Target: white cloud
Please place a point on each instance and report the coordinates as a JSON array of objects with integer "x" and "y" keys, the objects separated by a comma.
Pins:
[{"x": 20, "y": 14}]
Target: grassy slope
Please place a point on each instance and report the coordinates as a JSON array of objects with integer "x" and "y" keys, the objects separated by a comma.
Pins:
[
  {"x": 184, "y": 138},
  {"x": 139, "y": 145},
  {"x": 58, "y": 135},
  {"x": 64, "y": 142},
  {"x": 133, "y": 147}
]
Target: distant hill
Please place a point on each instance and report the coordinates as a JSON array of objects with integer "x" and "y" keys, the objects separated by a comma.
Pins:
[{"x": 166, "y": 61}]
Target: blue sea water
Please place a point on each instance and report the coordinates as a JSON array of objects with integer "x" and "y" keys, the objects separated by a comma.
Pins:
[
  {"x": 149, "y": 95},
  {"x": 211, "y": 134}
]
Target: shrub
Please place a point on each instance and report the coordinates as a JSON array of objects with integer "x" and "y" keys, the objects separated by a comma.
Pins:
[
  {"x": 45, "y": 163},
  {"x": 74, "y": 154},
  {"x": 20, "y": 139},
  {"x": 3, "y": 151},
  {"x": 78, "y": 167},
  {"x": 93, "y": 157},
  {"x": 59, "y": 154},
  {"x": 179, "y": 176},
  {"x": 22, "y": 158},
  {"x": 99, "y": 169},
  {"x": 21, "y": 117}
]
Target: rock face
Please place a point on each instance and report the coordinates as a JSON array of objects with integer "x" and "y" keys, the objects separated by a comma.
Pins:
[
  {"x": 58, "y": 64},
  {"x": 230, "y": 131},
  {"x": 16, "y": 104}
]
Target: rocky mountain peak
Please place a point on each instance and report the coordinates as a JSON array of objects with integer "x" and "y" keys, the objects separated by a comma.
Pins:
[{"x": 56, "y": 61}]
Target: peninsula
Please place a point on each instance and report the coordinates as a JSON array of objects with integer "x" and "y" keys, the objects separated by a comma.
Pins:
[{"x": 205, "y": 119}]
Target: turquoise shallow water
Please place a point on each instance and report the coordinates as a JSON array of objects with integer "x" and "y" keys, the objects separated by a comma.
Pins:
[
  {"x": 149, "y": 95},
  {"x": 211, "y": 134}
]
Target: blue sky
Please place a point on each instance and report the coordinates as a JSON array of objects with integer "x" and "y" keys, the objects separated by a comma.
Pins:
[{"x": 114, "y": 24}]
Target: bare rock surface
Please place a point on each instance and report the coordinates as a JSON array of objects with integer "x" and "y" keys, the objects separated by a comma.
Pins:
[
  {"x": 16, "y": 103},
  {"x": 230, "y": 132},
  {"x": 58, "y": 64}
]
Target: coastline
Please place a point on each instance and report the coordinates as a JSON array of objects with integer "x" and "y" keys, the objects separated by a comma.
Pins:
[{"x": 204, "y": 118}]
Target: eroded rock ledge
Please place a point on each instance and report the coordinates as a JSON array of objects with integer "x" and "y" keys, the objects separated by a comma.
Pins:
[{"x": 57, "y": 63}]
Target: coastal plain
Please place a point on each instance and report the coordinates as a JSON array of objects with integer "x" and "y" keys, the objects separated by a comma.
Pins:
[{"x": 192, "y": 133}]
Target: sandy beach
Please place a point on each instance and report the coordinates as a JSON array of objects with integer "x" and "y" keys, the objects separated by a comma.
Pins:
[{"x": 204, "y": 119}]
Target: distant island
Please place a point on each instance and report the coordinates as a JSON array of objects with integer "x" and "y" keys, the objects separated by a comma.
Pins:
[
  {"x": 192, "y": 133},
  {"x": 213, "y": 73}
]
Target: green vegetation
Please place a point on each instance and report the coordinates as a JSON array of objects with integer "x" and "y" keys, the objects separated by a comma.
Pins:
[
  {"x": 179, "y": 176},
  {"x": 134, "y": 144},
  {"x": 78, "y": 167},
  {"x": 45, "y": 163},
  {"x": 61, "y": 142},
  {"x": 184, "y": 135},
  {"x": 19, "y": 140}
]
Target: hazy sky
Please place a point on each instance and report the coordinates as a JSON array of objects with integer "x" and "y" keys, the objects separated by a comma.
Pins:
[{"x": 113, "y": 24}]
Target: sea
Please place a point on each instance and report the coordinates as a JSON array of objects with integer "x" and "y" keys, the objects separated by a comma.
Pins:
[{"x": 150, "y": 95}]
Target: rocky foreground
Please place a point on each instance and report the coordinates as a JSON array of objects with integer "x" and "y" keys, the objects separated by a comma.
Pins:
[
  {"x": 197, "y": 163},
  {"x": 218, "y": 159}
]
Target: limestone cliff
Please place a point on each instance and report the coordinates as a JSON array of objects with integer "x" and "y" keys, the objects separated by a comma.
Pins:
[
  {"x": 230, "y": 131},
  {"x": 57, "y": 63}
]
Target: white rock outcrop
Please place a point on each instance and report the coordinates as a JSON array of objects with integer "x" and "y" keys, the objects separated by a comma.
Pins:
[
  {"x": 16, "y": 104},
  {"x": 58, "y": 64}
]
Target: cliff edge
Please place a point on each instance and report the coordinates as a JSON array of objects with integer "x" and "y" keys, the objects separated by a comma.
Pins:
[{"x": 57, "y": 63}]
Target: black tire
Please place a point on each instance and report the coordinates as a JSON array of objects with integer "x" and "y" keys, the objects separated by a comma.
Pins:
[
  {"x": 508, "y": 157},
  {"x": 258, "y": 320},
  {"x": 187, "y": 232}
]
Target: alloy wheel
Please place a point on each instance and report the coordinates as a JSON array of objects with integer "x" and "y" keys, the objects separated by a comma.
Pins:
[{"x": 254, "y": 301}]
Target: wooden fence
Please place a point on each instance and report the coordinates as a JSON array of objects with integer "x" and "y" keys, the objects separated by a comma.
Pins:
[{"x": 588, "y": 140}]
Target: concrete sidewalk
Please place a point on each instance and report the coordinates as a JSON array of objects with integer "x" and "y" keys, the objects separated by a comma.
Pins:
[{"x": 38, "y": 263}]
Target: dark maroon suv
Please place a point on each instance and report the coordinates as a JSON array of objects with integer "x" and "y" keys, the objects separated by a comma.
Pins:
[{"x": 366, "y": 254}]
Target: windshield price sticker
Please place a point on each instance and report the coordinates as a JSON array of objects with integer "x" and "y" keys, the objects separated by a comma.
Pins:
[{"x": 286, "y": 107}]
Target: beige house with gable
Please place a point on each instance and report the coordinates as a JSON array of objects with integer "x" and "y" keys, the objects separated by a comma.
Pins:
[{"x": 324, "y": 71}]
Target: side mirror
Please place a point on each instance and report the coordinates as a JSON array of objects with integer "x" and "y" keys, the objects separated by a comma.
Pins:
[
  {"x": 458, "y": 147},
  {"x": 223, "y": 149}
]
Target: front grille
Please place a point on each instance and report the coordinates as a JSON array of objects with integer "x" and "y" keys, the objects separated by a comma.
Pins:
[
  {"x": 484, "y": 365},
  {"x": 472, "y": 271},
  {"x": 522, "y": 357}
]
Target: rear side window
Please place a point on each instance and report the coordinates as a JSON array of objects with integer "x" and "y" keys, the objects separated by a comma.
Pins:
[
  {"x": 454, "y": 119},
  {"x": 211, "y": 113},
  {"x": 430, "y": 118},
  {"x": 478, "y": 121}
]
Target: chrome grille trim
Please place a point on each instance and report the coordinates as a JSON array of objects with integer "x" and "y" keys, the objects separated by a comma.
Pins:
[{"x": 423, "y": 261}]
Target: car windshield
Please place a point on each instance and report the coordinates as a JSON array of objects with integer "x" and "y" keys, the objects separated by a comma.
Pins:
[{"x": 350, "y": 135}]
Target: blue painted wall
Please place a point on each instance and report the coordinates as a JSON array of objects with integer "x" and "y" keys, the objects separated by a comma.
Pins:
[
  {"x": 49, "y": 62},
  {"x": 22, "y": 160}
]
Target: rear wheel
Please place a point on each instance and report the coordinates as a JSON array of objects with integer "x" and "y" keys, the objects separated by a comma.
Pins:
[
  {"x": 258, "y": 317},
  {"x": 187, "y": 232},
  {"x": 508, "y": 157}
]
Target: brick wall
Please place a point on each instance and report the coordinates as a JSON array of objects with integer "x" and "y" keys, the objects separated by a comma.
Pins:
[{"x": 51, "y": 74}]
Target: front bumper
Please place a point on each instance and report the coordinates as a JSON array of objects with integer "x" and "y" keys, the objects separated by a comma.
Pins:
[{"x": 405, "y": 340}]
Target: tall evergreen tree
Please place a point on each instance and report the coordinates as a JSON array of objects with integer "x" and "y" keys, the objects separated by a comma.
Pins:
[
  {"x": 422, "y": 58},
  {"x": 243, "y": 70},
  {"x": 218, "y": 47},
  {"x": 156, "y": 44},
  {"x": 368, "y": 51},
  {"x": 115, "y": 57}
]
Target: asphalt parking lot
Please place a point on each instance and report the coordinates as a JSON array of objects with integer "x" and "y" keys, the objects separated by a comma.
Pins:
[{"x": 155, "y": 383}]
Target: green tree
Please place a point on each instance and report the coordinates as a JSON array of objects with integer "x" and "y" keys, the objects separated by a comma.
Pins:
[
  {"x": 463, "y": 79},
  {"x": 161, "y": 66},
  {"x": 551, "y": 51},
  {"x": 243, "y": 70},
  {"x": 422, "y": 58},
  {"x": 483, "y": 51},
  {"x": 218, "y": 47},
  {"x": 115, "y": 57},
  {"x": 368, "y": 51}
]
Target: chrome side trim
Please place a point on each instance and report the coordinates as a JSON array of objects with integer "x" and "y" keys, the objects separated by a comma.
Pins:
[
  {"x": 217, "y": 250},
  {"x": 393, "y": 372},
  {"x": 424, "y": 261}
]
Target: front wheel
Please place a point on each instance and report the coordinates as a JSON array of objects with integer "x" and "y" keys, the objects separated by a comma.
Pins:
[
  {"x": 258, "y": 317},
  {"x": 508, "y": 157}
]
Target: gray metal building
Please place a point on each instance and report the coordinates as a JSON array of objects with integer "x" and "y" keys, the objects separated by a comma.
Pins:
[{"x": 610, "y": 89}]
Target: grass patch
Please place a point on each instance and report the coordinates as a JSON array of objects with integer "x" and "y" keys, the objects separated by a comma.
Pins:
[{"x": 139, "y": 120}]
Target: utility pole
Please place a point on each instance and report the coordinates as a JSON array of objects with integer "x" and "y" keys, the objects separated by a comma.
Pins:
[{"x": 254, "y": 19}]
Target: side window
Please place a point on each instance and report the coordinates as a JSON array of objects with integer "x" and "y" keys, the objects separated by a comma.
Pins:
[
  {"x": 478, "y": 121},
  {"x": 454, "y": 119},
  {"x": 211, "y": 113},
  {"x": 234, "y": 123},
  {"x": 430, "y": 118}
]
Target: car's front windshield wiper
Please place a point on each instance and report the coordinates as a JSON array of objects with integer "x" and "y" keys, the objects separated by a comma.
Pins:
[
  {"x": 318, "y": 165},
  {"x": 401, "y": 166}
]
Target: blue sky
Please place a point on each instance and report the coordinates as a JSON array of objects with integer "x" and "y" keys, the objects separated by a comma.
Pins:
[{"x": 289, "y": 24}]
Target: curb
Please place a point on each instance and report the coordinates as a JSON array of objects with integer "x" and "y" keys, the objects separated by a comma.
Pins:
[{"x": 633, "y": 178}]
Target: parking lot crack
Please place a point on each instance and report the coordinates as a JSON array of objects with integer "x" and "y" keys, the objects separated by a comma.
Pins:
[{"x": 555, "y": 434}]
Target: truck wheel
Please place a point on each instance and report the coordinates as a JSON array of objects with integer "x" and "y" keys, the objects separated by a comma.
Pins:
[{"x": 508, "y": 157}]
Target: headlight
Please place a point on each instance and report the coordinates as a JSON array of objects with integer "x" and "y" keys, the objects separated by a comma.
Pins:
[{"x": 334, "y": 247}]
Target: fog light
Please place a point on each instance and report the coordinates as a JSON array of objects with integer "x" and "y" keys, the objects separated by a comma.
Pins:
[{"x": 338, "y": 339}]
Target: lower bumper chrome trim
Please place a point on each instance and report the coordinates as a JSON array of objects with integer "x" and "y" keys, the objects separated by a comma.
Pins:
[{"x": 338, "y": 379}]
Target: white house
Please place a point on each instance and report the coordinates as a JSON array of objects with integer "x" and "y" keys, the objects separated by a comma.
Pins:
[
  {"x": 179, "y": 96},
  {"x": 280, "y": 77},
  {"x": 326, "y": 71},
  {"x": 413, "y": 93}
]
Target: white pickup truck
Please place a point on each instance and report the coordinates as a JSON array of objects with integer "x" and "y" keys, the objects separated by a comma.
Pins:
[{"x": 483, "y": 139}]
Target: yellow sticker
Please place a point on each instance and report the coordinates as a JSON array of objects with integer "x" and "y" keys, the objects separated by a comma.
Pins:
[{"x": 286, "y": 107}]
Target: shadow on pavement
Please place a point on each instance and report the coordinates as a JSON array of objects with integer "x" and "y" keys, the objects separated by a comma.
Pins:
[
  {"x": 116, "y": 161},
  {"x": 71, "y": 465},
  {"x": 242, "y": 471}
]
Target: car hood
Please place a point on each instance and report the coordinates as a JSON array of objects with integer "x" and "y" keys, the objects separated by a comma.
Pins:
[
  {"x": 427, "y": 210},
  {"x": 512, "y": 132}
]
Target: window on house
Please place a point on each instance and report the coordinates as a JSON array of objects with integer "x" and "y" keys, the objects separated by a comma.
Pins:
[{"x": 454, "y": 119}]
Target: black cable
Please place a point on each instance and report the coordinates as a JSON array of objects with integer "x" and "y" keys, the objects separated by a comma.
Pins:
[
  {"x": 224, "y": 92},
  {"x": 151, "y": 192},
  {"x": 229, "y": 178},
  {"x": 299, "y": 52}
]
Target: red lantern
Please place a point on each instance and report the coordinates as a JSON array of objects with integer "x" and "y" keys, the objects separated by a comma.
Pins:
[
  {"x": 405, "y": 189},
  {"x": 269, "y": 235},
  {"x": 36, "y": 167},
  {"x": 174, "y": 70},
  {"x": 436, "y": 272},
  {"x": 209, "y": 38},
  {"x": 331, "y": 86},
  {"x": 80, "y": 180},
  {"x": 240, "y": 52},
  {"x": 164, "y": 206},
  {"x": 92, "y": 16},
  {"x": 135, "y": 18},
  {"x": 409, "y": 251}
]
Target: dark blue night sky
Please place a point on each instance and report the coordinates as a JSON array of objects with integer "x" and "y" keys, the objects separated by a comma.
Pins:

*****

▶ [To do]
What are the lines above, starting at the one with "Target: black cable" and ending at the one with "Target: red lantern"? Give them again exactly, and only them.

▶ [Output for this task]
Target: black cable
Please place a point on each instance and report the coordinates as a JSON array of objects with integer "x" and "y" keys, the objects separated by a comma.
Pins:
[
  {"x": 224, "y": 92},
  {"x": 151, "y": 192},
  {"x": 229, "y": 178},
  {"x": 299, "y": 52}
]
Target: red lantern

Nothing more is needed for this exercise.